“İşitmiyor artık
hep aynı tahta masanın başında akşamlıyan
hasta topal dostların
kalbe karanfil ruhu gibi damlayan
sözlerini
Çıplak
iki bıçak
gibi çekmiş yüzünde gözlerini
yürüyor düşmana doğru
YÜRÜYOR ADIM ADIM
YÜRÜYOR AĞIR AĞIR
YÜRÜYOR” Nazım Hikmet
F Tipi hapishanesinin, taş, beton havalandırmasında yürüyorum. Ayaklarımda hala hasar. O yüzden ağır ağır yürüyorum. Havalandırmanın adım sayısı belli. Yüreğin sınırları ise belirsiz. Bir etkinliğe davetliyim yetişmeye çalışıyorum.
Kırsalda bulunan bu F Tipi dört duvardan çıkıyorum. Buralar serttir, soğuktur. Hani Balkanlardan misali olan soğuk hava dalgasının ilk ziyaret yeri burasıdır. Ama şimdi kış ne yaparsa yapsın baharın gelişini engelleyemiyor. Serçelerin tantanası başladı. Arılar yalancı güneşe inanıp uçuşuyorlar. Sanki doğa da benimle yekinip yürüyor.
Yalnız gelmeyeceğim yanınıza. Yol üzerinden meslektaşlarını alıp öyle geliyorum. Duruşma salonundan atılan avukatlar da benimle, işini yaparken öldürülenler de, ömrünü icra dairelerinde harcayanlar da, bakanlık tarafından ruhsatına el konulanlar da, sorunların altında kalıp intihar edenler de, halkı savundukları için tutsak edilenler de, adalet için ömrünü bir hediye gibi verenler de benimle birlikte yürüyor.
Kalabalığımız büyüdükçe büyüyor. 5 Nisan Avukatlar Günü etkinliğine katılıyoruz. Bugün hak savunan, adalet mücadelesi veren ve bir çok saldırıya maruz kalan avukatların günü.
Hep birlikte aranıza karışıyoruz. Omuz başınızda duruyoruz. Ellerinizi tutuyoruz. Birlikte halaylarla coşuyoruz. Sloganlarımız birbirine karışıyor.
Sonra yine yürümeye başlıyoruz. Ellerimiz sımsıkı birbirimize bağlıyız. Sanki bir bataklıktan, daracık bir köprü üzerinde, tek sıra yürüyoruz. Hani birimizin eli ayrılsa hepimiz düşecek gibiyiz.
En önümüzde Av.Ebru Timtik yürüyor. Themis’in gözleri bağlıydı, egemenlerin emrine girmişti. Egemenlerin yönlendirdiği yere kılıcını vuruyordu. Anadolu’nun yeni adalet tanrıçası Ebru ise tam tersi. Gözlerinde hiçbir bağ yok. Her zamanki gibi kara gözleriyle çakmak çakmak bakıyor. Çok iyi tanıyor haklıyla haksızı, doğruyla yanlışı. Ve kılıcını kime sallayacağını çok iyi biliyor. Varlığıyla, adaletsizliğin yalnızca adalet savaşı vererek yenilebileceğini gösteriyor.

#### Görev A
Avukatlar Günü yazısının "Kırsalda bulunan bu" ifadesinden başlayıp "benimle yekinip yürüyor." ifadesine kadar (bu ifade dahil) uzanan kısmını, "Serçelerin" yerine "Kırlangıçların" koyarak yeniden yazın.

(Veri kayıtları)
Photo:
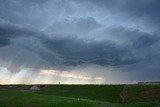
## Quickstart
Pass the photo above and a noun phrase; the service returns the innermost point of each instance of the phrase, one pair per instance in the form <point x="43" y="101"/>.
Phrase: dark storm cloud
<point x="136" y="9"/>
<point x="70" y="33"/>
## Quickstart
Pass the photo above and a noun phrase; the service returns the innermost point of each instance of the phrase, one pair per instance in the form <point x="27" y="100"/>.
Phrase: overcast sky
<point x="79" y="41"/>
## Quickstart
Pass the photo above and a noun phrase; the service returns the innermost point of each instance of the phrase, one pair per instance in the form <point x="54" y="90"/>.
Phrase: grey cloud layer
<point x="63" y="34"/>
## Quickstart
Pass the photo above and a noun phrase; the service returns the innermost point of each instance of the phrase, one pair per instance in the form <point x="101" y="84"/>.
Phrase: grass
<point x="82" y="96"/>
<point x="95" y="92"/>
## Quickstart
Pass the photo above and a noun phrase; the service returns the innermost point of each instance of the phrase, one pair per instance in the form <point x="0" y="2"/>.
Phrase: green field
<point x="81" y="96"/>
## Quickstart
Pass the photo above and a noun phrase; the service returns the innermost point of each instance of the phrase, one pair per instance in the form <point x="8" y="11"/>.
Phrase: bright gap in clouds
<point x="47" y="76"/>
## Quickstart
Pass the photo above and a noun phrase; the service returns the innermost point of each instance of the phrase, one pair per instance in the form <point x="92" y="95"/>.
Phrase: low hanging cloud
<point x="119" y="39"/>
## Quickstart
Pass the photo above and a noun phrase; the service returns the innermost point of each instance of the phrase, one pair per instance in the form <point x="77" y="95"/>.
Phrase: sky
<point x="79" y="41"/>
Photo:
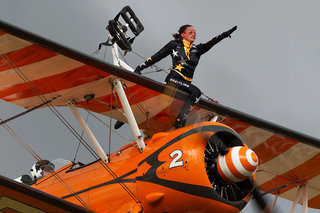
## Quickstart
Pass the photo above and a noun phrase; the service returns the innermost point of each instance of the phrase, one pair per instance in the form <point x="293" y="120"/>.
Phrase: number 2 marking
<point x="175" y="161"/>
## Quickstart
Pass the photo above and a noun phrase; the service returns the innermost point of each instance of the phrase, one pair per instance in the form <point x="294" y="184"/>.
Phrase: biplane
<point x="216" y="163"/>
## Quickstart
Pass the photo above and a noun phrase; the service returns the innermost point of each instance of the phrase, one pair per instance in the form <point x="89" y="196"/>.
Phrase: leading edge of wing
<point x="17" y="193"/>
<point x="156" y="86"/>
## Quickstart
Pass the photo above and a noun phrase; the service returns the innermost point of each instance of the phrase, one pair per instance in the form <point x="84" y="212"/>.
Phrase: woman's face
<point x="189" y="34"/>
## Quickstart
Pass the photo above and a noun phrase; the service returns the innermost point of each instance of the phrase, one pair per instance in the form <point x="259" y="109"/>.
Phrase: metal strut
<point x="88" y="132"/>
<point x="124" y="100"/>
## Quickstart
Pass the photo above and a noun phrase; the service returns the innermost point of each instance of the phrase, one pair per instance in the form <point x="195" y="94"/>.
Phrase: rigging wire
<point x="67" y="124"/>
<point x="110" y="123"/>
<point x="39" y="159"/>
<point x="141" y="108"/>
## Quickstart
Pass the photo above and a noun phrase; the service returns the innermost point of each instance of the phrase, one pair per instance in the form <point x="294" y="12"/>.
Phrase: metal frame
<point x="124" y="100"/>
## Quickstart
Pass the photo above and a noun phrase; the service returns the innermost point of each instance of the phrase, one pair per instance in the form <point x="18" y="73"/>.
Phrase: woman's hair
<point x="183" y="28"/>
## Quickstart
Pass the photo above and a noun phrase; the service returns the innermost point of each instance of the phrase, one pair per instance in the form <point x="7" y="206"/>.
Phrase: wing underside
<point x="33" y="70"/>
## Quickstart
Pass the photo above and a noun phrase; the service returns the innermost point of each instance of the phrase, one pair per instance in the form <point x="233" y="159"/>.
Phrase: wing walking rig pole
<point x="119" y="37"/>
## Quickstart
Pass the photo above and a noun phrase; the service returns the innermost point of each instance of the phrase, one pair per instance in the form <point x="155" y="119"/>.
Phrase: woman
<point x="185" y="57"/>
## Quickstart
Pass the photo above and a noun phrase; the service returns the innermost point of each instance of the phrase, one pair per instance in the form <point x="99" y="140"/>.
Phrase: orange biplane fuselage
<point x="170" y="175"/>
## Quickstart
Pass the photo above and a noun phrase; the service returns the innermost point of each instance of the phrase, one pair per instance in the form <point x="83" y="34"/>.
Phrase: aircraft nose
<point x="238" y="164"/>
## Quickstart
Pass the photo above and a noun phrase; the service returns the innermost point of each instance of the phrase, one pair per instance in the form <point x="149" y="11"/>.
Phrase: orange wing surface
<point x="34" y="69"/>
<point x="17" y="197"/>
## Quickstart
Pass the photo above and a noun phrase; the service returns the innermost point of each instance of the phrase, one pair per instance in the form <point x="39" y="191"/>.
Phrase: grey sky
<point x="269" y="68"/>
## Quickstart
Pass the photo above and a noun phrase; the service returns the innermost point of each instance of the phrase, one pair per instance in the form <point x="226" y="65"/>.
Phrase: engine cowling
<point x="239" y="164"/>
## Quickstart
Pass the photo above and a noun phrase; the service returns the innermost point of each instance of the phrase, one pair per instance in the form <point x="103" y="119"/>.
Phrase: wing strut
<point x="302" y="189"/>
<point x="124" y="101"/>
<point x="88" y="132"/>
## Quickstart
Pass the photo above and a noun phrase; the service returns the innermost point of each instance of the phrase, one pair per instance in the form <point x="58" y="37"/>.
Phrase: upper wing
<point x="17" y="197"/>
<point x="33" y="70"/>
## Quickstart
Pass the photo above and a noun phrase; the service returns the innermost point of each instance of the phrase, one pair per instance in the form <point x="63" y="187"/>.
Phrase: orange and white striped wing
<point x="32" y="72"/>
<point x="33" y="69"/>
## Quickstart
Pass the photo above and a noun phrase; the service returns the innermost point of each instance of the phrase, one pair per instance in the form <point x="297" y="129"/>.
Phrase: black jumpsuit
<point x="185" y="57"/>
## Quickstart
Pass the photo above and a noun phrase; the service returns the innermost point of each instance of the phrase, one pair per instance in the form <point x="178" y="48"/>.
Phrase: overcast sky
<point x="269" y="68"/>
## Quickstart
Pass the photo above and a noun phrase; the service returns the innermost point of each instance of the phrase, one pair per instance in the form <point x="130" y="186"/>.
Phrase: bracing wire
<point x="75" y="156"/>
<point x="62" y="119"/>
<point x="141" y="108"/>
<point x="38" y="158"/>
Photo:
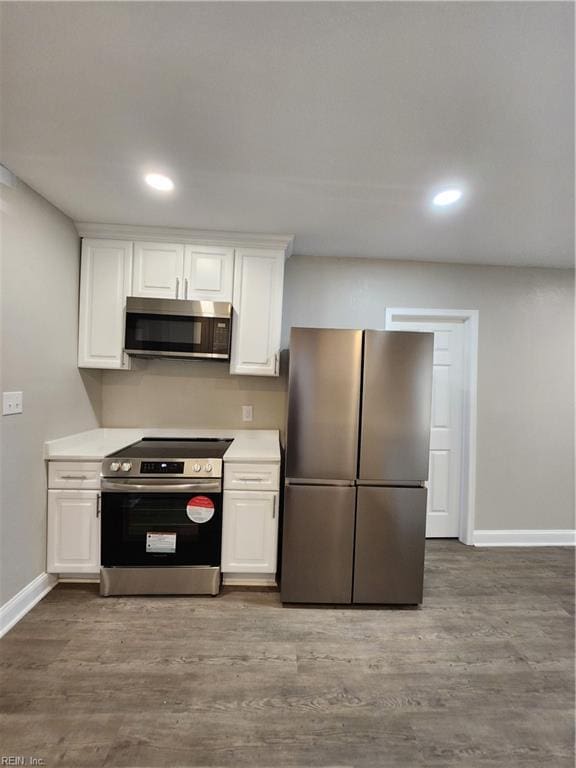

#### Görev B
Kayıtlarda "wing" dizesini içeren tüm satırları bir araya toplayın.

#### Doğru yanıt A
Kırsalda bulunan bu F Tipi dört duvardan çıkıyorum. Buralar serttir, soğuktur. Hani Balkanlardan misali olan soğuk hava dalgasının ilk ziyaret yeri burasıdır. Ama şimdi kış ne yaparsa yapsın baharın gelişini engelleyemiyor. Kırlangıçların tantanası başladı. Arılar yalancı güneşe inanıp uçuşuyorlar. Sanki doğa da benimle yekinip yürüyor.

#### Doğru yanıt B
Phrase: leading edge of wing
Phrase: wing underside
Phrase: wing walking rig pole
Phrase: orange wing surface
Phrase: wing strut
Phrase: upper wing
Phrase: orange and white striped wing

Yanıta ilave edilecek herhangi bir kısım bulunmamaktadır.